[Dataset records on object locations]
>>>>
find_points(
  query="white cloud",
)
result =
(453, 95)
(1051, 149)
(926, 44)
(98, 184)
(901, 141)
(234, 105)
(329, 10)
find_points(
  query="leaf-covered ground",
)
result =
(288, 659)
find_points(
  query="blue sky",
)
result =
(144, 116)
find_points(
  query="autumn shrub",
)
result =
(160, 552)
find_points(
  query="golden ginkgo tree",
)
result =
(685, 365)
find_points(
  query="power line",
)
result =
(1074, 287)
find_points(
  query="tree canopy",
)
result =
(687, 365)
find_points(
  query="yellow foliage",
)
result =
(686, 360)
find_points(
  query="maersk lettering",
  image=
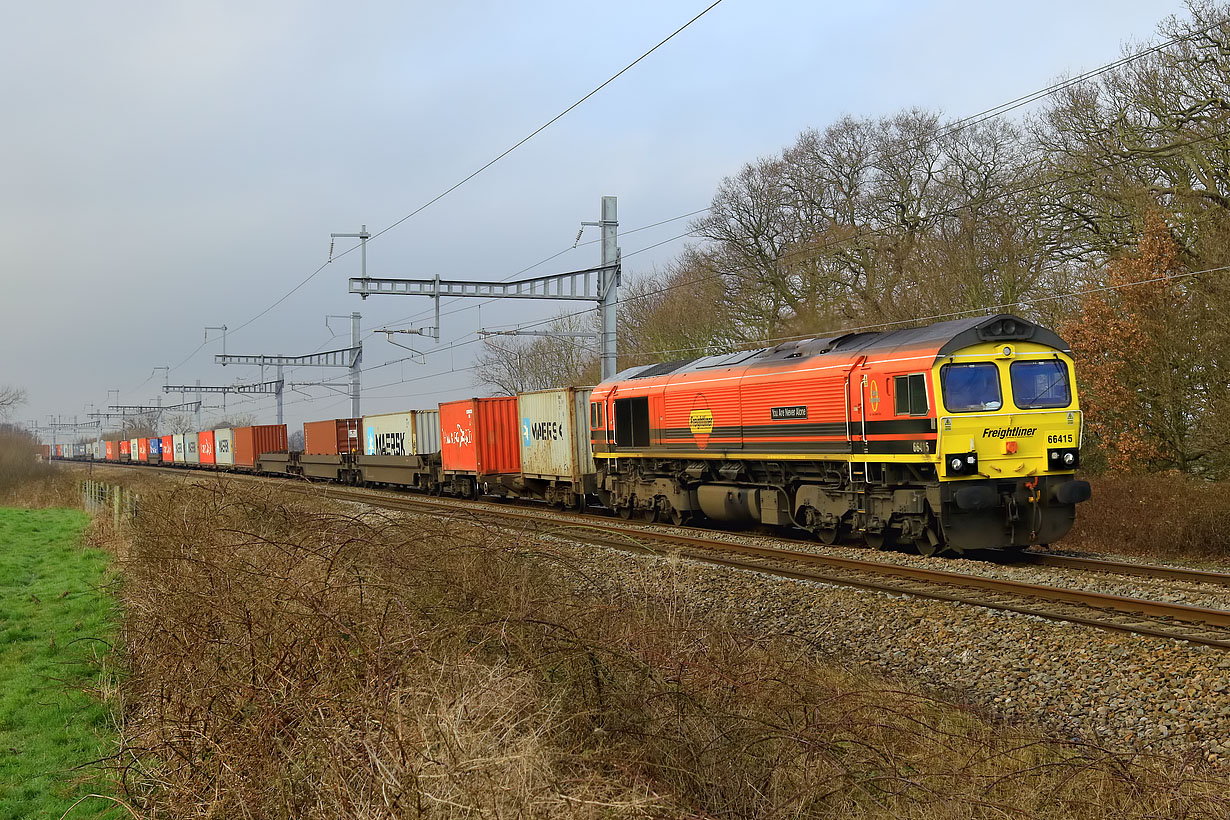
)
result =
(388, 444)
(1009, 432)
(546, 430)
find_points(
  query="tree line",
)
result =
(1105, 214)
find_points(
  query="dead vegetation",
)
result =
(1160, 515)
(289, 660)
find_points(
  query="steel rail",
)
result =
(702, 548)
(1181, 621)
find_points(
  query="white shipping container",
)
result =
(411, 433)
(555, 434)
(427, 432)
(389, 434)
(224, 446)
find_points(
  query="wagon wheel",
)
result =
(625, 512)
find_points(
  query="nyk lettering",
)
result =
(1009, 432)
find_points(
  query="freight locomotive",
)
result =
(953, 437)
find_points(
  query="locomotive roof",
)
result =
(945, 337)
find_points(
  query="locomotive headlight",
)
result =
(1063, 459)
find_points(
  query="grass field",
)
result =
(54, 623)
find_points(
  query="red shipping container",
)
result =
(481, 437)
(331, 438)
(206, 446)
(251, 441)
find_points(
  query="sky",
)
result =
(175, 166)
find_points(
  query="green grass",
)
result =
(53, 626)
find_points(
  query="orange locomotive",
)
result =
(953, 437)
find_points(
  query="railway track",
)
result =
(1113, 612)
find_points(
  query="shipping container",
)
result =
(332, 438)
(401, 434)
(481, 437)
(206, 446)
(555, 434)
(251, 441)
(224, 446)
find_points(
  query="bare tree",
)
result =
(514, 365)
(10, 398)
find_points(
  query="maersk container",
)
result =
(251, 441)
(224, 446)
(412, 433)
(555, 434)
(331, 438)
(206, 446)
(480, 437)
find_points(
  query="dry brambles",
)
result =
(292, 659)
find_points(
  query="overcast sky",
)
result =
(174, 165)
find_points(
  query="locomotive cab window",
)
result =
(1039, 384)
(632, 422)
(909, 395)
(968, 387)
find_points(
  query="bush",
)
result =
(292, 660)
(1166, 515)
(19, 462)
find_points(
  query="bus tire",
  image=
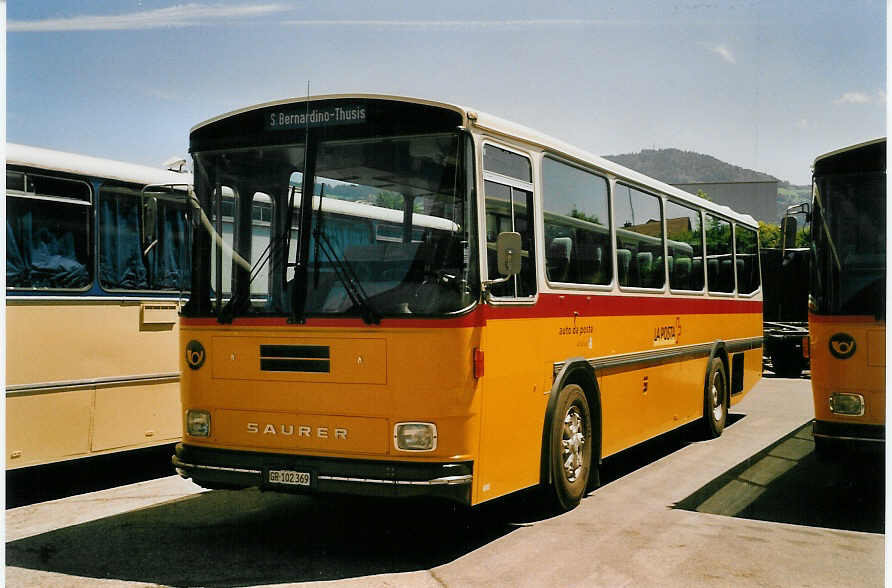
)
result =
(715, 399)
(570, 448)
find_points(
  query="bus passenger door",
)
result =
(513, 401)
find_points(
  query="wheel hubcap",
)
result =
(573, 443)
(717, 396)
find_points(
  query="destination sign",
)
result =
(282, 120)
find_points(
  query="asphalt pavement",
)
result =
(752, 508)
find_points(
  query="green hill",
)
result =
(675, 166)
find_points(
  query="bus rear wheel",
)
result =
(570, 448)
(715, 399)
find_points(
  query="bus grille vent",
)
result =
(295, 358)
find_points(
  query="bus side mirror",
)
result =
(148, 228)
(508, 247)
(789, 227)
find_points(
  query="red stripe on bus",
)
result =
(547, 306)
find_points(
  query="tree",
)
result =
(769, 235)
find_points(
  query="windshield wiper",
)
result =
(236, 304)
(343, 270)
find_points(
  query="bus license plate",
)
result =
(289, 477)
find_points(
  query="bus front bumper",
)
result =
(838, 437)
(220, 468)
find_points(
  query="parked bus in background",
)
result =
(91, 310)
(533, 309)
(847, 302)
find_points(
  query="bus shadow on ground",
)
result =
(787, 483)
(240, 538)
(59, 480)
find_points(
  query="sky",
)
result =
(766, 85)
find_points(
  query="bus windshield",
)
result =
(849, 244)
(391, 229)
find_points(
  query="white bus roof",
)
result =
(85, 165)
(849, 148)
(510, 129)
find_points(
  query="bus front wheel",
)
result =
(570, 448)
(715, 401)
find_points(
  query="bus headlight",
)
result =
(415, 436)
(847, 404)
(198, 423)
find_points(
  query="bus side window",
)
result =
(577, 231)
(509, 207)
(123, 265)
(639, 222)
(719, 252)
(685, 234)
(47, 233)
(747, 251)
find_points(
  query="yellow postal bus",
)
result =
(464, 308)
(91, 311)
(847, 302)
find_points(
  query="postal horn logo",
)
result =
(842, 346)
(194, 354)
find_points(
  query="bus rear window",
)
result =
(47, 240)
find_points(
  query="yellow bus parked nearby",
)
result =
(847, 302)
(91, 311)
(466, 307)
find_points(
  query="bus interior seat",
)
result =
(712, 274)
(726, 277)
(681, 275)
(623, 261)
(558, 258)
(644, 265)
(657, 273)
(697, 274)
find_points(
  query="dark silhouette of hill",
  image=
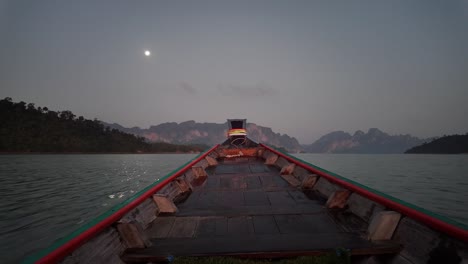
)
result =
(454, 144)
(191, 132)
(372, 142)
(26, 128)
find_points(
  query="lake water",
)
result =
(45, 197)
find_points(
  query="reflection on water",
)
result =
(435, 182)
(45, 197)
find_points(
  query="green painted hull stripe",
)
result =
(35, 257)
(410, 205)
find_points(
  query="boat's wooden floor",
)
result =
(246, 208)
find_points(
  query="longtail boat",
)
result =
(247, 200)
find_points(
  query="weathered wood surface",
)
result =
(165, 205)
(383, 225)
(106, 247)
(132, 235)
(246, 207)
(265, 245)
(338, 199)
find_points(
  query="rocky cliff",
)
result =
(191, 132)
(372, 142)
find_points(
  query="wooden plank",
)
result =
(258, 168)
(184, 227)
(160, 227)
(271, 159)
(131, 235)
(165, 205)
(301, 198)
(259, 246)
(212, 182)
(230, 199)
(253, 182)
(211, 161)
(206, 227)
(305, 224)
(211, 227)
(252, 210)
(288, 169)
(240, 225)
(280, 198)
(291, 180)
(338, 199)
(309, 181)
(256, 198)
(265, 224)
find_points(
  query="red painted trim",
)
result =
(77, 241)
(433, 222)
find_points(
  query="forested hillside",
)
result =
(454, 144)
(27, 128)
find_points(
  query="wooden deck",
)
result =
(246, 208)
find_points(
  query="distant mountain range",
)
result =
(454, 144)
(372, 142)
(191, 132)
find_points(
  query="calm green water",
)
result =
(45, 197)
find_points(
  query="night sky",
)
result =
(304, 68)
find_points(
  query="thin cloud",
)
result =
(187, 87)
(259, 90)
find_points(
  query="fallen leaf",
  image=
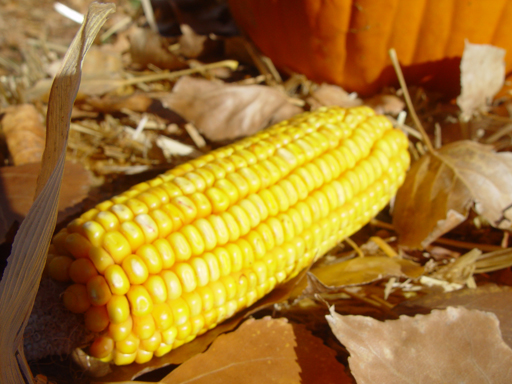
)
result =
<<<<
>>>>
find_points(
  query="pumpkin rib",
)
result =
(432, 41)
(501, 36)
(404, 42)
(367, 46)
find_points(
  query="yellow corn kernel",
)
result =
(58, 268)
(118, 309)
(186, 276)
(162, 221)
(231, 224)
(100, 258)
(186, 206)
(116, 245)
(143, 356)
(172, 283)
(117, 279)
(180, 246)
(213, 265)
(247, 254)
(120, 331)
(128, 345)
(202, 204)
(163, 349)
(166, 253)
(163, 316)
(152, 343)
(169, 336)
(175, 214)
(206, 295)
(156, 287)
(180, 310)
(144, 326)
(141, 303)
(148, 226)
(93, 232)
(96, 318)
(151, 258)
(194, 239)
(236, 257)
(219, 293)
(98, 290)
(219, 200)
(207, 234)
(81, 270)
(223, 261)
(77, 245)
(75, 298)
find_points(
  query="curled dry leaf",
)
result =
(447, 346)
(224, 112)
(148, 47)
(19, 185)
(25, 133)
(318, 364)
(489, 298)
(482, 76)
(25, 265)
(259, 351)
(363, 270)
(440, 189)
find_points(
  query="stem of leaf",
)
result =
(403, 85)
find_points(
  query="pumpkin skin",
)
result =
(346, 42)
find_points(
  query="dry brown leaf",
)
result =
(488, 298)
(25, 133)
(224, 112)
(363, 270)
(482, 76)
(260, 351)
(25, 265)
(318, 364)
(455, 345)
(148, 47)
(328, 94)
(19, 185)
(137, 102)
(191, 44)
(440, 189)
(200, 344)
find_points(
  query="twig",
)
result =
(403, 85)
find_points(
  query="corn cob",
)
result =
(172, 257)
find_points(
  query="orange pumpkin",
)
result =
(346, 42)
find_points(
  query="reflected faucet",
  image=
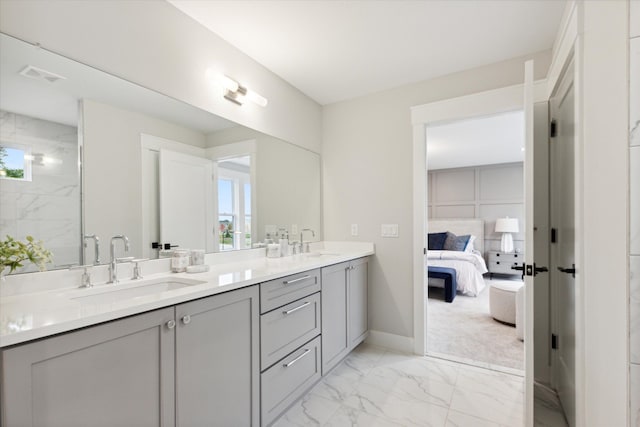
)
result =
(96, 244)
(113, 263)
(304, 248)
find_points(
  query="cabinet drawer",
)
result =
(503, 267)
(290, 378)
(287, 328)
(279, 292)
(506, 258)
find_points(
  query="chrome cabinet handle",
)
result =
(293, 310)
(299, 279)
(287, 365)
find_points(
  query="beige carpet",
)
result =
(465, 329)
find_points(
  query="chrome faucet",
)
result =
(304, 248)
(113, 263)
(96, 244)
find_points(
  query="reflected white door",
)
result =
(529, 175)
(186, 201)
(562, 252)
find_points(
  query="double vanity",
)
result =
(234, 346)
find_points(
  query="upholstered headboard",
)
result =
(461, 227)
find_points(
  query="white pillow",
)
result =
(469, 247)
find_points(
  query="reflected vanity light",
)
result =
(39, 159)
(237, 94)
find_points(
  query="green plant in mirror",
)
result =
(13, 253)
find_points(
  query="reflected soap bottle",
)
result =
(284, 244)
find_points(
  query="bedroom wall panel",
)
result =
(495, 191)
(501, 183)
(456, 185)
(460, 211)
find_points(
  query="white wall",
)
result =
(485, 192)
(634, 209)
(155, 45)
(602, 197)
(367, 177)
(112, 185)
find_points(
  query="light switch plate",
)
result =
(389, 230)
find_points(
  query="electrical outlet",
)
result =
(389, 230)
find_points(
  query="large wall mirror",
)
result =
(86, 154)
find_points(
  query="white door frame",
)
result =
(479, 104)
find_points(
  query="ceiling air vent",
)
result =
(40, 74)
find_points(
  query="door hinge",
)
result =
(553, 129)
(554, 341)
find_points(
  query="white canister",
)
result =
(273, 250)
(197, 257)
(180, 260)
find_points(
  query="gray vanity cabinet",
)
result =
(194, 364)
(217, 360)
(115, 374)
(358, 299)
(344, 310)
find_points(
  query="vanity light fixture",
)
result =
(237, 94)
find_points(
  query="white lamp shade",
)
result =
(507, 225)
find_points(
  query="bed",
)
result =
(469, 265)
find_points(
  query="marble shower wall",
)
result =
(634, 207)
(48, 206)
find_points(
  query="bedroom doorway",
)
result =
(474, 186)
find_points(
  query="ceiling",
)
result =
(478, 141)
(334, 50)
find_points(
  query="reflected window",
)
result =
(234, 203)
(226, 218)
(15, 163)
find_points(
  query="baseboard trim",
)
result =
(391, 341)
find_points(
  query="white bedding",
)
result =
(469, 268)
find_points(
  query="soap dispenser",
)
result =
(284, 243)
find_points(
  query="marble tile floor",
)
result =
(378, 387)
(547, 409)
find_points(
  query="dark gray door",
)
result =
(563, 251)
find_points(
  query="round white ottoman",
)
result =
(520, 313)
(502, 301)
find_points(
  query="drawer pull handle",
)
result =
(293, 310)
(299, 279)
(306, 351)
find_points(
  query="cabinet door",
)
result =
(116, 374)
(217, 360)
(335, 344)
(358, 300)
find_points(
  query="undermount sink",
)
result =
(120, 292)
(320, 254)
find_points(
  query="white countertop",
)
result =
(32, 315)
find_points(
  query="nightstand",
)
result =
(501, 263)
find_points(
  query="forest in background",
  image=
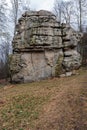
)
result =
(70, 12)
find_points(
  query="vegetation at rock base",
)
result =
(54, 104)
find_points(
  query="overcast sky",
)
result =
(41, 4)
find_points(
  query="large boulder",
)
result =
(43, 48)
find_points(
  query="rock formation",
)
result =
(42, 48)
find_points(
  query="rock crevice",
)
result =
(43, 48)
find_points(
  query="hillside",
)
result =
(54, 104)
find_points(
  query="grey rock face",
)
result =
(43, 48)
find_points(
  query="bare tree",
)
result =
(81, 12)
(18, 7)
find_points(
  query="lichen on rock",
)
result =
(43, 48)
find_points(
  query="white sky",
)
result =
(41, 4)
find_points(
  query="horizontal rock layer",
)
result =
<<<<
>>>>
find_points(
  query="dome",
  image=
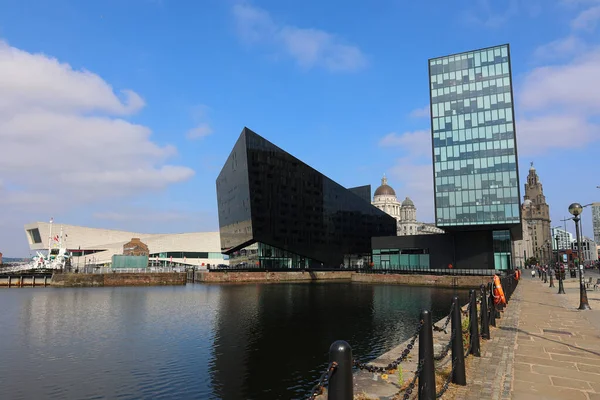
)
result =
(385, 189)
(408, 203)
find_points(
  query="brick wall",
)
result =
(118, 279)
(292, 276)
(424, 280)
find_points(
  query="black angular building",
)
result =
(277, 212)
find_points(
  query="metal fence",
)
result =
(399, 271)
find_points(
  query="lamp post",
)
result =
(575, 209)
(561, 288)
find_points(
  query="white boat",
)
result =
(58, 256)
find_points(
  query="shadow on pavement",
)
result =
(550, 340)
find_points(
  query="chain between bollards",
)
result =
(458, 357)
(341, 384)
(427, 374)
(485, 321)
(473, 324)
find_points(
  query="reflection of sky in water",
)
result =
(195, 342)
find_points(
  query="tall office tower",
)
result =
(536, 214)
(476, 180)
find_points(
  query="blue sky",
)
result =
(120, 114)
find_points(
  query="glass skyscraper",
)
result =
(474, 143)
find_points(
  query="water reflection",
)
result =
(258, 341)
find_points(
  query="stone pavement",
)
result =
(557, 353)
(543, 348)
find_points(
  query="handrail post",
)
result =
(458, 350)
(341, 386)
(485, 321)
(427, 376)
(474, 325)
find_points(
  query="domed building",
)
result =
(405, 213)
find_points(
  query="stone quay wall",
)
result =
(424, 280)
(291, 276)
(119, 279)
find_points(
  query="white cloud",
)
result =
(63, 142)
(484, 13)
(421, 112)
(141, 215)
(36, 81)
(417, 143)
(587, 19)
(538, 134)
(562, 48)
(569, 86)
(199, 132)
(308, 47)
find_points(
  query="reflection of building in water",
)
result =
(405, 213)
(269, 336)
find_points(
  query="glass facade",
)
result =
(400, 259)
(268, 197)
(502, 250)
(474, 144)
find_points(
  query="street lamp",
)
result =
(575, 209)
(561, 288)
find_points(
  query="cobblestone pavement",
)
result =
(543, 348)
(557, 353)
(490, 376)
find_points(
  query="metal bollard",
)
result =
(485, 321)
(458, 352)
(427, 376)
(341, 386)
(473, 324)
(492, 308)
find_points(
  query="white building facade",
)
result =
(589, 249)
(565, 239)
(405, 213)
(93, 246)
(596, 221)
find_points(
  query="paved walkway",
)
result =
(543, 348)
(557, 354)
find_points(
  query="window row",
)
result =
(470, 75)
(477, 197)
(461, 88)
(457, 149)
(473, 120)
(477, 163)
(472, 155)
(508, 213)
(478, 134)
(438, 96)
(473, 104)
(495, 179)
<<<<
→ THE TASK:
How many lines in the data above contain the string "wall"? Case counts, so give only the number.

→ RESULT FOR THIS TASK:
6